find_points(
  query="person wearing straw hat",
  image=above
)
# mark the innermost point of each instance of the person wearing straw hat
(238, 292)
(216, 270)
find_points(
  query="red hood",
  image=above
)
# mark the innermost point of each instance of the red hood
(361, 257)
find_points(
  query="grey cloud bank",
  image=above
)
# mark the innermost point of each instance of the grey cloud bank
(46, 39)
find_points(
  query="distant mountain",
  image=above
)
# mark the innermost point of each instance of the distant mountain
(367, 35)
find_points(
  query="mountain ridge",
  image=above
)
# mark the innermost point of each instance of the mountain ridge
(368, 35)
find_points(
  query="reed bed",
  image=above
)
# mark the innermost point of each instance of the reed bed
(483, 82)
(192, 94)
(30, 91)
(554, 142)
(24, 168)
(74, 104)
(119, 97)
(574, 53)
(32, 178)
::::::::::
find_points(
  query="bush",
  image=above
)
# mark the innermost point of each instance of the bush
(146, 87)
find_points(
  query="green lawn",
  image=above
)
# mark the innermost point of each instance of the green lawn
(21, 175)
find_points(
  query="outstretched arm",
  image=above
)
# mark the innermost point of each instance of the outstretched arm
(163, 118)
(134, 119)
::::::::::
◆ Directions ◆
From the listing above, return every line that carries the string "query".

◆ Task answer ◆
  query="person wearing straw hat",
  query="red hood",
  query="grey cloud bank",
  query="distant mountain",
  query="mountain ridge",
  query="reed bed",
  query="bush",
  query="green lawn",
  query="outstretched arm",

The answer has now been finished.